Start of Dataset excerpts

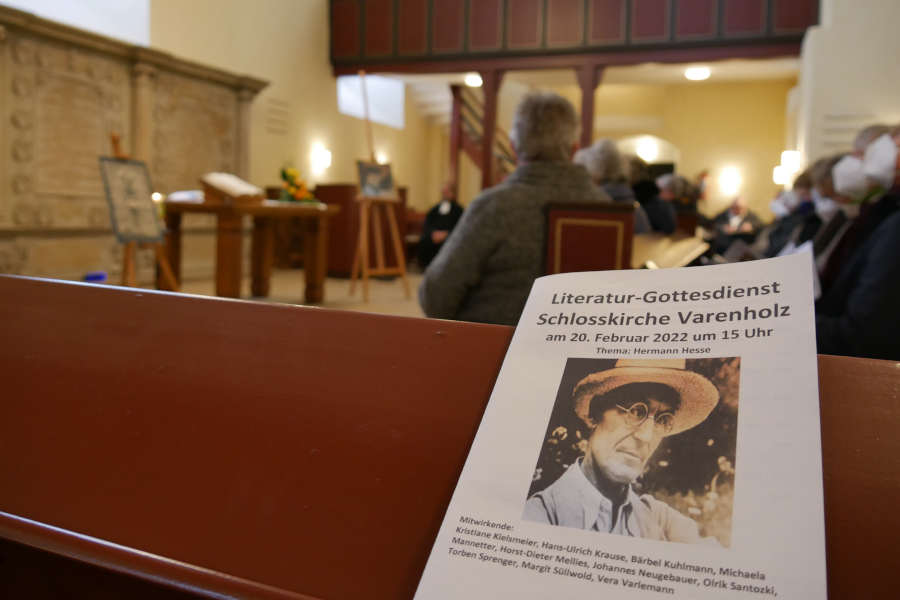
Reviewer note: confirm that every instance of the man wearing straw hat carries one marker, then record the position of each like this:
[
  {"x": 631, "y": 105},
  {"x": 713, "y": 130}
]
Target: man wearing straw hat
[{"x": 628, "y": 410}]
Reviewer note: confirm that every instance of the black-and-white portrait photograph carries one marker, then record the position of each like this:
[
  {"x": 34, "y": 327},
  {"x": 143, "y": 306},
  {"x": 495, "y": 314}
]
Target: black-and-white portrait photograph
[
  {"x": 132, "y": 211},
  {"x": 375, "y": 180},
  {"x": 643, "y": 448}
]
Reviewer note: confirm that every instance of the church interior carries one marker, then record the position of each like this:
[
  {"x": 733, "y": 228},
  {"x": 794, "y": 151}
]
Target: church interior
[{"x": 165, "y": 153}]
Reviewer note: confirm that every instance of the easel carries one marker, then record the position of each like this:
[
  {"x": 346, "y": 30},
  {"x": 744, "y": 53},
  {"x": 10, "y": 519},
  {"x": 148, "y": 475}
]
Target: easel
[
  {"x": 129, "y": 271},
  {"x": 369, "y": 208}
]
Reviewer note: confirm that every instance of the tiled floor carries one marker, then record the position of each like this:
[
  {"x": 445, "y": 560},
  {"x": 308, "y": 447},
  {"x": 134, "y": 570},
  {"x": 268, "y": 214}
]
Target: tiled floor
[{"x": 385, "y": 297}]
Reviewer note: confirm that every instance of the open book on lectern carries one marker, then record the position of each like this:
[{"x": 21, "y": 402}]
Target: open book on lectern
[{"x": 651, "y": 434}]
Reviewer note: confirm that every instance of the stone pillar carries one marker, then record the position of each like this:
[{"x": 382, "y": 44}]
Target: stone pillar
[
  {"x": 144, "y": 76},
  {"x": 245, "y": 104},
  {"x": 588, "y": 78},
  {"x": 491, "y": 87}
]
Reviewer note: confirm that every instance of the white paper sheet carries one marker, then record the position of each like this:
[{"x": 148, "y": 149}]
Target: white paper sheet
[{"x": 741, "y": 488}]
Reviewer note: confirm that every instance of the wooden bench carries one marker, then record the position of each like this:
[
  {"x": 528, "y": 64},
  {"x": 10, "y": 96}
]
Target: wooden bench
[{"x": 159, "y": 445}]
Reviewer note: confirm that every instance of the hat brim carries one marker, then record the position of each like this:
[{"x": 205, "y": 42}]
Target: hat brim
[{"x": 698, "y": 395}]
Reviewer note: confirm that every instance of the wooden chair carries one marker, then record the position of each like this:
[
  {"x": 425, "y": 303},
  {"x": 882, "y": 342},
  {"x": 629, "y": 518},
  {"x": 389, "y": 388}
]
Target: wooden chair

End of Dataset excerpts

• What you have to do
Wherever the word "like" occurs in the data above, copy the line it sits in.

• Output of the task
Reviewer note: confirm that every instance of the man wearing straw hat carries one marker, then record the position of each like this:
Reviewer note: confirm that every instance of the black-and-white portrait photograph carries one marker, then record the position of each like this:
Reviewer note: confirm that every instance of the church interior carries one marker, then record the position of each like this:
Reviewer note: confirm that every instance of the easel carries one marker, then record the position of each like this:
Reviewer note: confirm that every instance of the tiled floor carries one marker, then record the position of each like this:
Reviewer note: confirm that every instance of the open book on lectern carries one marker, then record the position of each like this:
Reviewer note: confirm that every instance of the stone pillar carries one marker, then record the position of each like this:
Reviewer note: confirm that every instance of the white paper sheet carries one marker, then record the position of each like this:
Reviewer note: confirm that every instance of the wooden bench carries one marker, then record the position of each like this:
Reviewer note: confirm that every instance of the hat brim carries one marker, then record the position of each like this:
Reviewer note: confirm that every instance of the wooden chair carries one marker, then record the position of each like this:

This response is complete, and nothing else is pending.